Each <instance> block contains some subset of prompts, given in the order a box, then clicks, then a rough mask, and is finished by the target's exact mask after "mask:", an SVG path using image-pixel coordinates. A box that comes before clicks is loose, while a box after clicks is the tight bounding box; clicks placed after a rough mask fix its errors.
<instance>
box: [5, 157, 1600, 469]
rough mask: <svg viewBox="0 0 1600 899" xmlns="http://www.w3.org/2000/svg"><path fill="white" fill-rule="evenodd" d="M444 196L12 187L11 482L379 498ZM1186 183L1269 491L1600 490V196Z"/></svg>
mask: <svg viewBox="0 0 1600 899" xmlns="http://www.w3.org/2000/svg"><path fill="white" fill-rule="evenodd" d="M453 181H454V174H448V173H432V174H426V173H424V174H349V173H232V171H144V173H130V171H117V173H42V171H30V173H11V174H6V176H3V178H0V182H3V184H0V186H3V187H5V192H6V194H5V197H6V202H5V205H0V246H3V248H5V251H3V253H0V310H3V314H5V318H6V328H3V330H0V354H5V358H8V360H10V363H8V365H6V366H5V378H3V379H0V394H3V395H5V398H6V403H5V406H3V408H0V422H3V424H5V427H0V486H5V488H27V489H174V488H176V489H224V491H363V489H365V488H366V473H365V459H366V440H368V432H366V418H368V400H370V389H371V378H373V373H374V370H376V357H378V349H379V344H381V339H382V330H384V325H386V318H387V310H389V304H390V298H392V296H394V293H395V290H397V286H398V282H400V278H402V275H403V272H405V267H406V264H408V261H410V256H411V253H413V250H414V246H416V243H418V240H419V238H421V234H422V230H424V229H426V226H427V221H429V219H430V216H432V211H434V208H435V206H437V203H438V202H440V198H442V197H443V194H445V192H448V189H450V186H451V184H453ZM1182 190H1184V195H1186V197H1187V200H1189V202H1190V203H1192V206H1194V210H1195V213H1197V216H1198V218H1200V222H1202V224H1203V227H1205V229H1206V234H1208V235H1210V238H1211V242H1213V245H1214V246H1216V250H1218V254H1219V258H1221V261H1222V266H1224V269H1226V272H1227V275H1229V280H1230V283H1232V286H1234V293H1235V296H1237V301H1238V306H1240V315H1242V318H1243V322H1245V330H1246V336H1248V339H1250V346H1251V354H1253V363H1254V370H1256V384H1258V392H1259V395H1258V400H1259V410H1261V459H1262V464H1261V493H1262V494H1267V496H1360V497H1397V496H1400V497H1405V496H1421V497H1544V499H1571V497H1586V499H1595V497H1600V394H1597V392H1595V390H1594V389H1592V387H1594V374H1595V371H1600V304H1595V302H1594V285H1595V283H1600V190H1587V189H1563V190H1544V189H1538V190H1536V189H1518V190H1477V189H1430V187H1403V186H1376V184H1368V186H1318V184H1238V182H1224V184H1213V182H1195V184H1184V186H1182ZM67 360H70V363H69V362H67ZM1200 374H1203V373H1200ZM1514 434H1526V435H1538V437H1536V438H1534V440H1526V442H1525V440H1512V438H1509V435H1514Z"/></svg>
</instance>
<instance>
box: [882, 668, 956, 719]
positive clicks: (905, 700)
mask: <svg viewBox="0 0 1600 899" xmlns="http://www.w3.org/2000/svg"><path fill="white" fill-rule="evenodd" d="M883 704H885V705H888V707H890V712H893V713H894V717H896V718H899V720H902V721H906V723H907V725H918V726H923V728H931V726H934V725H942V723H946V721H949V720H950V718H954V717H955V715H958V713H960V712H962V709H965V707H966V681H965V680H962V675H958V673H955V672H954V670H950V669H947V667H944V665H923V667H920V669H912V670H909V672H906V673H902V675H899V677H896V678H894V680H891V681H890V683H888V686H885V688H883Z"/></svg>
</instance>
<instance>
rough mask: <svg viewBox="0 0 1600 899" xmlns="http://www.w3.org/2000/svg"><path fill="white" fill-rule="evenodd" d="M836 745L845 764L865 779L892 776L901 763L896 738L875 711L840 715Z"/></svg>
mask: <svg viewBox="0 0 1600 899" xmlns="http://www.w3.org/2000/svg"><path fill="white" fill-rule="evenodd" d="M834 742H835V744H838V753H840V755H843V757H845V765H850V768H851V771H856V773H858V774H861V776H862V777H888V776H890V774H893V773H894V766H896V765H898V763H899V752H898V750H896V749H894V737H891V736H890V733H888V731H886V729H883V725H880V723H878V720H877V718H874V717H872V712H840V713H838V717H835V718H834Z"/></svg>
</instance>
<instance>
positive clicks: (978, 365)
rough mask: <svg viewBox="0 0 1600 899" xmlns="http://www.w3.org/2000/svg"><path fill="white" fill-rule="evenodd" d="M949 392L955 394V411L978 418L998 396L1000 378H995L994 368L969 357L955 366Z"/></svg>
···
**Job:** Collect each line of the listing above that contains the string "clicks", and reproduce those lines in their original order.

**Your response:**
Each <instance> block contains some subset of prompts, given in the order a box, then clicks, then a rough mask, and is finished by the target's exact mask after "mask:", an SVG path using image-pixel coordinates. A box that comes before clicks is loose, while a box after clicks is the tight bounding box; clicks placed after a rough mask fix its errors.
positive clicks: (905, 700)
positive clicks: (978, 365)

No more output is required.